──────── Material for this exercise ────────

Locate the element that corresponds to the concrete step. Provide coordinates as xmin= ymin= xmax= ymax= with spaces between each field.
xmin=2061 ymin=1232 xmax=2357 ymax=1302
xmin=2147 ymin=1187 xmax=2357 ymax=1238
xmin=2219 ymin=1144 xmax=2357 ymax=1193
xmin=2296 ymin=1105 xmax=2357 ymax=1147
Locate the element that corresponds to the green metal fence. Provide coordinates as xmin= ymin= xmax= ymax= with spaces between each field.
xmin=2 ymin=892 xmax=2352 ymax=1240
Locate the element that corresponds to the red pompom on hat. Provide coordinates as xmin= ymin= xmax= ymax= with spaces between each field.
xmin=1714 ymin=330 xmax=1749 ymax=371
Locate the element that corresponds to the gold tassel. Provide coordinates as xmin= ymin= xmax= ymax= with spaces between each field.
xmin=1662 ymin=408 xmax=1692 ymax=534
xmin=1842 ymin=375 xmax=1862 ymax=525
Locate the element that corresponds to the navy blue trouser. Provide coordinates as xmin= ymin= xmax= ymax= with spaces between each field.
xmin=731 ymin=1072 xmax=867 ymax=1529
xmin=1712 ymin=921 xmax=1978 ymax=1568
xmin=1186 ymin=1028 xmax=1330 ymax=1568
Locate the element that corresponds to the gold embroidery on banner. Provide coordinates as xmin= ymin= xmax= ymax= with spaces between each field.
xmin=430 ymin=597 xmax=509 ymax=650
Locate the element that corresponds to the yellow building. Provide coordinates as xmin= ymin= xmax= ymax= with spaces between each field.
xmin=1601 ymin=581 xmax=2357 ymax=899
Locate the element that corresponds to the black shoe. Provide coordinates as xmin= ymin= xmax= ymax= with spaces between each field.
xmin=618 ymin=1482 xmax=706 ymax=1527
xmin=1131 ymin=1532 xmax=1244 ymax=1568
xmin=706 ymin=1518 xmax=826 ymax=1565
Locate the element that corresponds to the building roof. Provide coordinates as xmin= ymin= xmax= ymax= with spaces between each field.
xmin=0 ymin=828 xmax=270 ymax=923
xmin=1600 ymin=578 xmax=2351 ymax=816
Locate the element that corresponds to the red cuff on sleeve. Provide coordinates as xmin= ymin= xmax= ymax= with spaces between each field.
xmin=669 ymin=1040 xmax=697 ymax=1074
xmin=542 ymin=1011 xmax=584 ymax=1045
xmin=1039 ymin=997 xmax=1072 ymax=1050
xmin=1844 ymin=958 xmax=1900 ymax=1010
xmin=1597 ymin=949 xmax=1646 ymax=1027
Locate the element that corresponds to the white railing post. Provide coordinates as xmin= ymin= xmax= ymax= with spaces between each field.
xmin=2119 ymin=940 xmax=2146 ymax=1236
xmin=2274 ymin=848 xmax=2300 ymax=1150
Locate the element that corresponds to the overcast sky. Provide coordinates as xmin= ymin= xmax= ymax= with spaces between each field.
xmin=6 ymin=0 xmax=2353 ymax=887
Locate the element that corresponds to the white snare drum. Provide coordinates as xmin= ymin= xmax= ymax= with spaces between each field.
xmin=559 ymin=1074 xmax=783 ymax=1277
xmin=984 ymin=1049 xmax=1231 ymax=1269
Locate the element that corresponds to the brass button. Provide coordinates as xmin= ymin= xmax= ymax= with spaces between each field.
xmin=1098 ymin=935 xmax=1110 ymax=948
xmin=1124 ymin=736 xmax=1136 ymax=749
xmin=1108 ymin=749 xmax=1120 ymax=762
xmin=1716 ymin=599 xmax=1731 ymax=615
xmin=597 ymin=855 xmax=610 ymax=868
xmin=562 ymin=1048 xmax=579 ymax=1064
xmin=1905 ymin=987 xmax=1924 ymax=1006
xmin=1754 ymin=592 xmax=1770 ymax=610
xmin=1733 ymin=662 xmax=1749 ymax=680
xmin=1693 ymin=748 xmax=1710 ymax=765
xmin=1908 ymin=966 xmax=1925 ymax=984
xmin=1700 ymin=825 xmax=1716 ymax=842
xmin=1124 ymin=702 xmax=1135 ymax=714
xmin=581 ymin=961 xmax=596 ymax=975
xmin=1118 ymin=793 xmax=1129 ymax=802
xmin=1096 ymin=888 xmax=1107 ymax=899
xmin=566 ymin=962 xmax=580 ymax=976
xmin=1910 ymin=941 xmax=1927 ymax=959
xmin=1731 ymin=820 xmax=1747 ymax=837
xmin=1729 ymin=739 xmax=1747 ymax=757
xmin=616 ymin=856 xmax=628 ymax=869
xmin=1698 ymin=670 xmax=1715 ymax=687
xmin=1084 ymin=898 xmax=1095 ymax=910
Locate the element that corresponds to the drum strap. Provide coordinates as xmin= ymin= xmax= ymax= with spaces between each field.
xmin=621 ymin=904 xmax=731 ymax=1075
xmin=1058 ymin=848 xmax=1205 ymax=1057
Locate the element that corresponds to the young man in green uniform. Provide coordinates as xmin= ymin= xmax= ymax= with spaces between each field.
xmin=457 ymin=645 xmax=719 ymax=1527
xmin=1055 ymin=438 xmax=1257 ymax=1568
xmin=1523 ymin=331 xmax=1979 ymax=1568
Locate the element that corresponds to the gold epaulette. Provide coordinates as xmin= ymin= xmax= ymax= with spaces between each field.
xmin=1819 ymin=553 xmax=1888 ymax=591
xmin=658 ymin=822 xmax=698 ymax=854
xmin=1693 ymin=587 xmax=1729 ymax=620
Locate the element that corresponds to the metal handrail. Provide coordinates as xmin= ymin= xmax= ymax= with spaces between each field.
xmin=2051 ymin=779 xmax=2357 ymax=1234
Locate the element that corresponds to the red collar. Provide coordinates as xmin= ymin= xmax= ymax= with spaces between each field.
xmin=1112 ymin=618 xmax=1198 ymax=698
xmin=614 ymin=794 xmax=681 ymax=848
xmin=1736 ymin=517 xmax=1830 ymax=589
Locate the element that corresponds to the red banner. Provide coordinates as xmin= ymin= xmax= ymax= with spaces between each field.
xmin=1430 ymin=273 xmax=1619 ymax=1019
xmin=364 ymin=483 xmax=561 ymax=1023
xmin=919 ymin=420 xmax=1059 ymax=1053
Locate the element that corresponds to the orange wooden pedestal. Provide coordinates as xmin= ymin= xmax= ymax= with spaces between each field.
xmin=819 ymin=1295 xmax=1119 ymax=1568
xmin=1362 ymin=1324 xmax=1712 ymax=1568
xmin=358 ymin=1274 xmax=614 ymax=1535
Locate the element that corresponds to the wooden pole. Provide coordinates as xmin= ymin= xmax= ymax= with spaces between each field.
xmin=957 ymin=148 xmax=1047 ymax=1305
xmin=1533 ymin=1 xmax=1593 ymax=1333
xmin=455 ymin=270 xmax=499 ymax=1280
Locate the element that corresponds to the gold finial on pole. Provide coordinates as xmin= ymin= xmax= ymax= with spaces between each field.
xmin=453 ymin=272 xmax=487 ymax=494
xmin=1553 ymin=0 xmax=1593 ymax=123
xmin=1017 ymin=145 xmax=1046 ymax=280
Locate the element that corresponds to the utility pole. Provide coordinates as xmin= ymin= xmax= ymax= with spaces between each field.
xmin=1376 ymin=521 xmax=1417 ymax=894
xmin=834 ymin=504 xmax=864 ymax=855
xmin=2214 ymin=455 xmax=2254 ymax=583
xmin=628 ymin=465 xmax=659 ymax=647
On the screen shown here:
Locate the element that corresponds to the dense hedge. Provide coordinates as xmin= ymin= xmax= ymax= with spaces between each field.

────────

— Exercise requirements —
Output exactly the lines above, from the one holding "On the screen" through the end of the data, including the first and last.

— Response area —
On the screen shown here:
Locate the element that corresponds to the dense hedge. Provide coordinates as xmin= ymin= xmax= ymax= with spaces between each field.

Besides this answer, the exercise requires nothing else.